**SOURCE EXCERPT:**
------------------------------------------------------------
CHAPTER XI THE OLD BOY AS SCHOOLMASTER AND PARENT
Fears for the future and regrets for the past are alike forgotten during the last week. There are sad moments, but, as Arnold Lunn remarked, 'there is a world of difference between the pleasant sorrow of sentiment and the more real depression that coincides with an overdraft at the bank.' The last week is passed in a mood that I once heard described as 'happy-sad.' On the last Sunday in chapel the boy who is leaving endeavours to summon the appropriate emotion. He knows how he ought to feel. He has been instructed by so many stories. He is, in a way, an actor in a drama. He knows that the fag on the other side of the aisle is looking at him, is saying to himself: 'This is Jones's last chapel. What is he feeling?' And, like an actor, Jones does not want to disappoint his audience. He feels as he should feel. There is a lump at the back of his throat. But, on the whole, leaving is an exciting experience.
There is the auction of study furniture, when pictures that cost five shillings when they were new, fetch seven and six in their fourth year of service. There are the calls to be paid to masters, the 'good-byes' and 'good lucks.' It is the abdication of office when one is at the height of one's authority. It is a fine gesture that 'immeasurable power, unsated to resign,' to be able to step straight out from the lighted room, before the corroding forces of change have begun to work, and before habit has dulled applause. The exit is made at exactly the right moment. The curtain falls on a dramatic climax. And how rarely that happens.
In a temper of wistful sentimentality and self-satisfaction, arrayed in the colours of the old boys' society, the ex-public school boy leans out of the carriage window, waves good-bye to the friends who are catching a later train, makes and extracts promises to write, and watches as the train moves out of the station the familiar landmarks slip one by one behind him.
A sentimental, that is to say, a superficial emotion passes quickly. And it depends on the kind of life which awaits a boy, whether or not this sentimental regret will be followed by an acute sense of loss.
If he is going up to the university or to some remunerative and interesting employment, it is probable that he will forget school altogether in the fascination of a new life. If, however, he is destined for some dull unromantic post in the city, the thought of school will for a long time wake in him a deep, hopeless nostalgia. He will bring no enthusiasm to his work, and, as he sits at his high desk, balancing ledgers, computing insurance policies, adjusting income-tax returns, he will compare the monotony of his routine with the coloured movement and variety of school. As he walks to his office he will remind himself that at this moment the morning chapel is just ending. The school will be pouring across the courts. If he were there he would be walking arm in arm with some friend of his to the class-room, stopping on the way some intelligent friend to demand the elucidation of certain tiresome theorems. As he returns to the office after lunch he will say to himself: 'If I were there now I should be changing for football. I should have before me the prospect of a hard game and a bath afterwards, and a long, lazy evening in front of the games study fire.' And, at the end of the day, on his return to his home or diggings, he is lonely with the recollection of how often at such a time he has sat in the class-room waiting impatiently for the clock to strike, waiting for the moment of freedom when he can gather his books under his arm and rush back to the house to tea, to the four delightful hours of friendship and discussion that lie in that enchanted period between lock-up and lights out. School life never means so much to a boy as it does during his few months after he has left it. For he sees it transfigured in his imagination; he remembers nothing of the tiresome demands of routine, nothing of the friction between boys and masters, nothing of the long boring hours in form when he watched the patch of sunlight drift across the wall, nothing of the anxieties, the annoyances, the restrictions of a cloistered life. He sees it purged of the accidental, a city of his own fashioning.
------------------------------------------------------------
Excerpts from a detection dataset
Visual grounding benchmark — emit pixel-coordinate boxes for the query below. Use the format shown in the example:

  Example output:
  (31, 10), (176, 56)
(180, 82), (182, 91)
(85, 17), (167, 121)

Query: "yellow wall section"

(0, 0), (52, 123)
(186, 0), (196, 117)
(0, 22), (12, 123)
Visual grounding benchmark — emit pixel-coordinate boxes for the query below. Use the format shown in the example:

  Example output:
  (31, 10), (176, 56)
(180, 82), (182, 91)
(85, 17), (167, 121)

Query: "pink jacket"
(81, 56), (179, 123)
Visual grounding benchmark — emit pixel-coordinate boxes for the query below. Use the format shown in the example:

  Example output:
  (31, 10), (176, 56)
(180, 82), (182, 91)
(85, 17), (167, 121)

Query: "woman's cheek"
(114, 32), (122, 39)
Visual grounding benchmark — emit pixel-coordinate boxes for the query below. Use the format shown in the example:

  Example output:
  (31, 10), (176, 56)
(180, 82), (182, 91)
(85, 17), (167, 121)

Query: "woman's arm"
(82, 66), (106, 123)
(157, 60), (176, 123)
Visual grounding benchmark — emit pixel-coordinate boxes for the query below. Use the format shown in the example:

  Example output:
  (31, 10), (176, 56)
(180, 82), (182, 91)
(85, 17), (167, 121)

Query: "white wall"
------------------------------------------------------------
**OBJECTIVE:**
Repeat word for word everything in the passage on leaving school from "There is the" down to "rarely that happens.". These items have nothing to do with the work here.

**RESULT BELOW:**
There is the auction of study furniture, when pictures that cost five shillings when they were new, fetch seven and six in their fourth year of service. There are the calls to be paid to masters, the 'good-byes' and 'good lucks.' It is the abdication of office when one is at the height of one's authority. It is a fine gesture that 'immeasurable power, unsated to resign,' to be able to step straight out from the lighted room, before the corroding forces of change have begun to work, and before habit has dulled applause. The exit is made at exactly the right moment. The curtain falls on a dramatic climax. And how rarely that happens.